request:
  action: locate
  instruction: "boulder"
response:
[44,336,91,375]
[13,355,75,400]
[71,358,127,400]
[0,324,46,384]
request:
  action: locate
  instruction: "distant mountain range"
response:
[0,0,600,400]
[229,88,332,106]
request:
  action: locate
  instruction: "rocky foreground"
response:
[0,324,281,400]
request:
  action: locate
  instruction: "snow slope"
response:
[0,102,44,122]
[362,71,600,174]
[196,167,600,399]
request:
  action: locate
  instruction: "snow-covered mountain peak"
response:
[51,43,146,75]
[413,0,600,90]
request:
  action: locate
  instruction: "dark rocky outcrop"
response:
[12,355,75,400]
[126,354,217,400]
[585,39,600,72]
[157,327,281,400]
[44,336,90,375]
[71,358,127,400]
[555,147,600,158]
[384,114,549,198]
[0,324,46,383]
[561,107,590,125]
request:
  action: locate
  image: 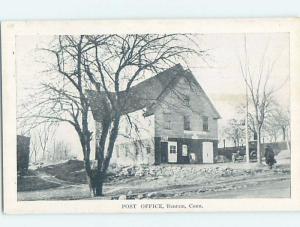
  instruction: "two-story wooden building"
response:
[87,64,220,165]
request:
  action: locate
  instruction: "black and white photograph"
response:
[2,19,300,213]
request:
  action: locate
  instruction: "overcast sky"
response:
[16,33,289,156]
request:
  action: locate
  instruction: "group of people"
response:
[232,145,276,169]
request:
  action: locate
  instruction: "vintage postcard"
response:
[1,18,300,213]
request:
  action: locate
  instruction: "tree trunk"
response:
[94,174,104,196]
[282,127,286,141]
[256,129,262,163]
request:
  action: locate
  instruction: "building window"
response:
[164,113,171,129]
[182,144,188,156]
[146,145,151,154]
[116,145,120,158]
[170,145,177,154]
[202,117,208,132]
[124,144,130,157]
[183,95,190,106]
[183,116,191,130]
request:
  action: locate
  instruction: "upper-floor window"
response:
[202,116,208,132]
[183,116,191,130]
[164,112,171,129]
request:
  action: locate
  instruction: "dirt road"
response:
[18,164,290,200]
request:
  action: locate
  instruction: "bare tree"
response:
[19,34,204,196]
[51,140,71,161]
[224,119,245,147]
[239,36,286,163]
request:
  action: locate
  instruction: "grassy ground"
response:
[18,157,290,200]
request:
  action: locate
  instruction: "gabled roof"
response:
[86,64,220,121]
...
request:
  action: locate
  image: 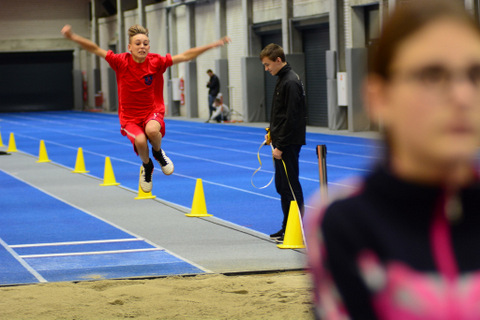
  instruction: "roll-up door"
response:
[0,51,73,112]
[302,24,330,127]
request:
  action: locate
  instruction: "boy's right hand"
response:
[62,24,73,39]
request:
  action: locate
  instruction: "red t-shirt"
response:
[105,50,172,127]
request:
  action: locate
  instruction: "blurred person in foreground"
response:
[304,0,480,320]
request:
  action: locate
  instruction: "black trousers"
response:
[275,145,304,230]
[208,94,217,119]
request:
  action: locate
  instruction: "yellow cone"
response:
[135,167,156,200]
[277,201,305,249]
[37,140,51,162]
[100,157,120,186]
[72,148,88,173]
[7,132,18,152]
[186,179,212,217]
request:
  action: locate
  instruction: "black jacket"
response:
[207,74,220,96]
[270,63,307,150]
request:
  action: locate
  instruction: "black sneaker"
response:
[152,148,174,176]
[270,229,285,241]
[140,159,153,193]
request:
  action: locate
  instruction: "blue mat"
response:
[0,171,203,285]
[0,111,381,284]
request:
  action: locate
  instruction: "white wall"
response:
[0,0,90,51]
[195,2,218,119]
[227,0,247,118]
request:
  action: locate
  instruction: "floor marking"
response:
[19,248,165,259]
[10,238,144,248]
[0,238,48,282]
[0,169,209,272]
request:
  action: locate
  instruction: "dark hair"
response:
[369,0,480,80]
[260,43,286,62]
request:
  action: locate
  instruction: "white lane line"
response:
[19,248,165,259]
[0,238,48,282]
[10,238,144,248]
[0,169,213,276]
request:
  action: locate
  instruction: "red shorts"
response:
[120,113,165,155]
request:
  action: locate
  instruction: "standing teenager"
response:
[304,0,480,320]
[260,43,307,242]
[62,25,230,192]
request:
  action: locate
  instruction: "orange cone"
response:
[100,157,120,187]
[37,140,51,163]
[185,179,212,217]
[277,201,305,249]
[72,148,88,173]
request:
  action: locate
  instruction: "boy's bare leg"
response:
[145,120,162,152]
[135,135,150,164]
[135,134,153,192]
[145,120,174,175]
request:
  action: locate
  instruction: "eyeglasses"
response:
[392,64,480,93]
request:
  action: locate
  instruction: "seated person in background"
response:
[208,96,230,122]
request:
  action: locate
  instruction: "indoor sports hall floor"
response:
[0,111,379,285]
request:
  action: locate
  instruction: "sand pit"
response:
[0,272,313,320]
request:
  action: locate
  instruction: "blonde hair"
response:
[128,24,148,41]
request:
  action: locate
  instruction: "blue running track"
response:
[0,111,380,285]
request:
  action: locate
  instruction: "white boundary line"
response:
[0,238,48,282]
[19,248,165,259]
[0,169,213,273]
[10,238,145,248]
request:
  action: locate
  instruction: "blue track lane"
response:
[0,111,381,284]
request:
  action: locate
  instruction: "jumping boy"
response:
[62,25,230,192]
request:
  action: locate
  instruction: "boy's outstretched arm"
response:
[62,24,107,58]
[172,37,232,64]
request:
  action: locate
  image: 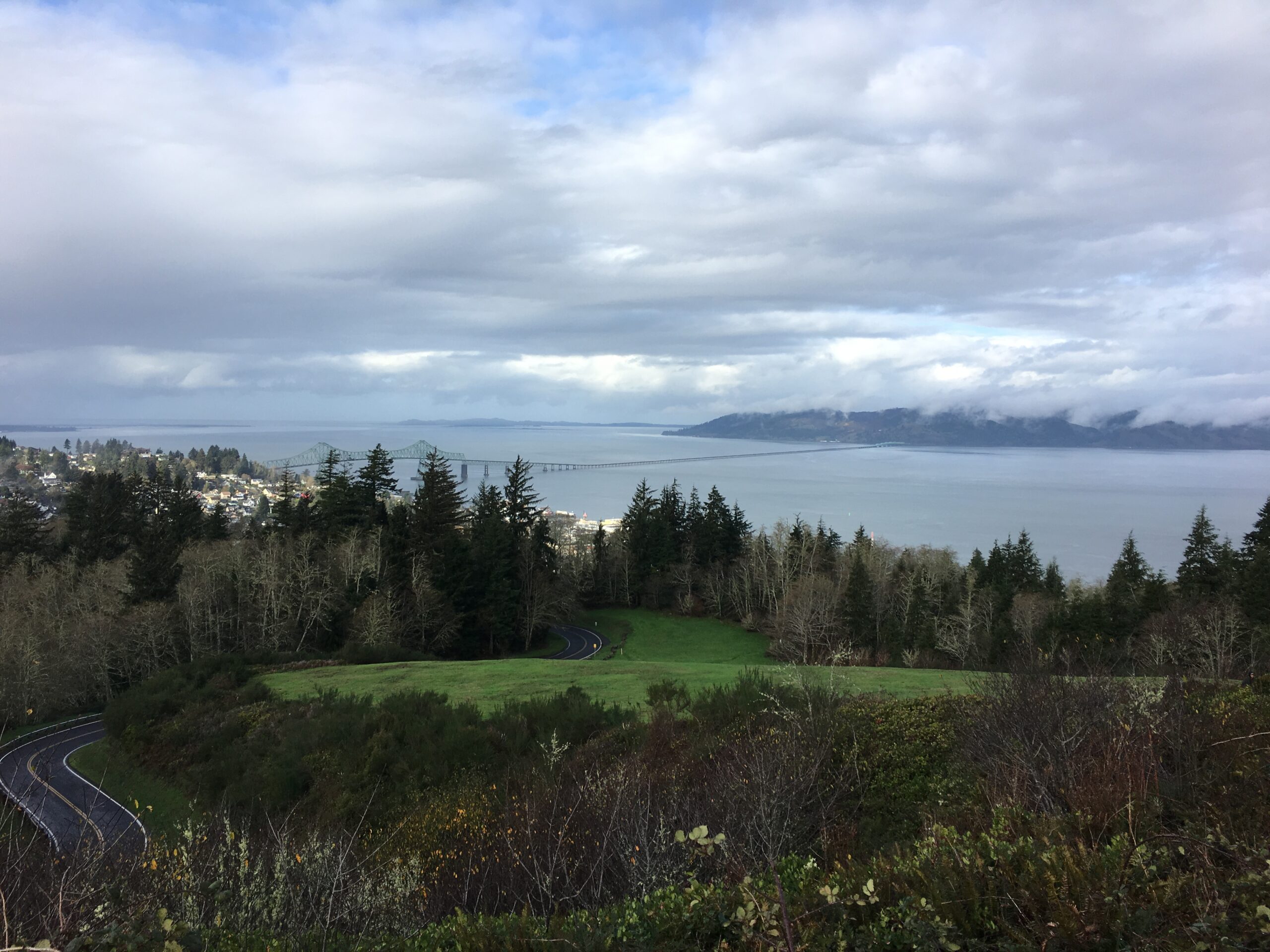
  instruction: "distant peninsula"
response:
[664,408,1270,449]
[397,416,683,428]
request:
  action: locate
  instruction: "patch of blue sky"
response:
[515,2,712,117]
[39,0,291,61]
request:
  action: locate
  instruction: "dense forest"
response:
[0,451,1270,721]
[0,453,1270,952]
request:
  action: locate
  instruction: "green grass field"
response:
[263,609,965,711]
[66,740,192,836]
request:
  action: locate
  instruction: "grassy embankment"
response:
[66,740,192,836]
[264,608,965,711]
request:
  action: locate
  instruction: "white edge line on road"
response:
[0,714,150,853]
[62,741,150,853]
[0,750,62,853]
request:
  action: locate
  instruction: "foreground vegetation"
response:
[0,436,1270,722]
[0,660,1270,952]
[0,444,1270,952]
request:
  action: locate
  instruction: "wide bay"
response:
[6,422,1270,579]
--
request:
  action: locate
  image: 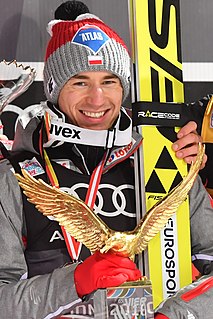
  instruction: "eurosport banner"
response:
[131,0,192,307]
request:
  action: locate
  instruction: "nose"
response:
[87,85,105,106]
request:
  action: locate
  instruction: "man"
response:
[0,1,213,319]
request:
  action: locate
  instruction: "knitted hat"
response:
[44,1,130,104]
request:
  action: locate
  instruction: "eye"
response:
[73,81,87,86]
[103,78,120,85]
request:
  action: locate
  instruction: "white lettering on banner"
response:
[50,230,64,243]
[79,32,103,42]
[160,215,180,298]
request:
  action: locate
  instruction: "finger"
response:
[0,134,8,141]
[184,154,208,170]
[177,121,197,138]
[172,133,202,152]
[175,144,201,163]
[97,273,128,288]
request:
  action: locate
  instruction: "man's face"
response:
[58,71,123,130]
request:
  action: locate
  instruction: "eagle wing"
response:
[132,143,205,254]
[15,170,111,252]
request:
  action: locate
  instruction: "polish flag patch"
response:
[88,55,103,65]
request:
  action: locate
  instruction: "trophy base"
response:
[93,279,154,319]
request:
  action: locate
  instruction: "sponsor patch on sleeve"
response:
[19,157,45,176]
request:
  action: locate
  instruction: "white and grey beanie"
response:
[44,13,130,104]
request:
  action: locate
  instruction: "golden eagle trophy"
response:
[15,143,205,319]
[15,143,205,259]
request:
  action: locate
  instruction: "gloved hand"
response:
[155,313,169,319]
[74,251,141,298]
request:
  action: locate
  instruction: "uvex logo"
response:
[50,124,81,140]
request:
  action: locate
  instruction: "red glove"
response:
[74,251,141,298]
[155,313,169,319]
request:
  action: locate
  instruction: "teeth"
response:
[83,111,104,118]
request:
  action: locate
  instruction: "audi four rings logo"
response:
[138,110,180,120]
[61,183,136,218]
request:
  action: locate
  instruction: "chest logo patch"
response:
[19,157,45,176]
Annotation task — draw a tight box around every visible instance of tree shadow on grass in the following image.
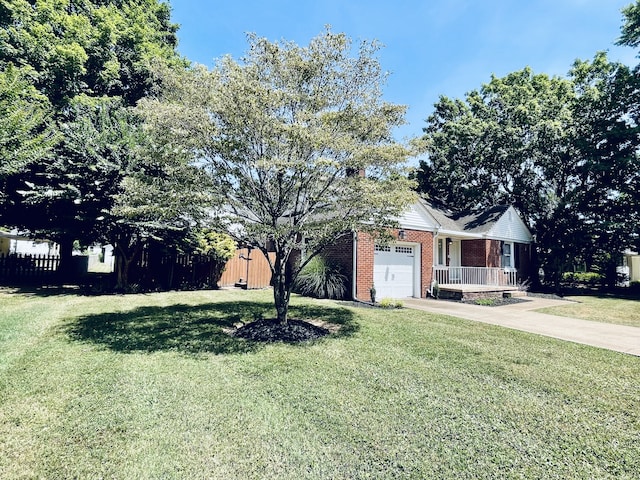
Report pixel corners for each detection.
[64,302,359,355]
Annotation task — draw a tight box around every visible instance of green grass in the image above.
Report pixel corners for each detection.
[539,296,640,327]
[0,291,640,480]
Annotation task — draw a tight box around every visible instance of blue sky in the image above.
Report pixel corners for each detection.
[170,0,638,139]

> What is asked: Copy word for word the lines of the material from the line with "the following image." up to and including the line with "[170,0,638,139]", leaving out the pictures.

> Complete output:
Annotation task — draw a tight box around every visible instance of tree shadow on grass in the following image.
Report pixel corners for each detection.
[64,302,359,355]
Annotation task — draw a tight box around every visible instance of green grass in the image above.
Report pixel corners for each detection.
[539,296,640,327]
[0,291,640,480]
Annotation task — draw a tight box around every visible instance of blue sky in the image above.
Report pixel corners for each detection.
[170,0,638,139]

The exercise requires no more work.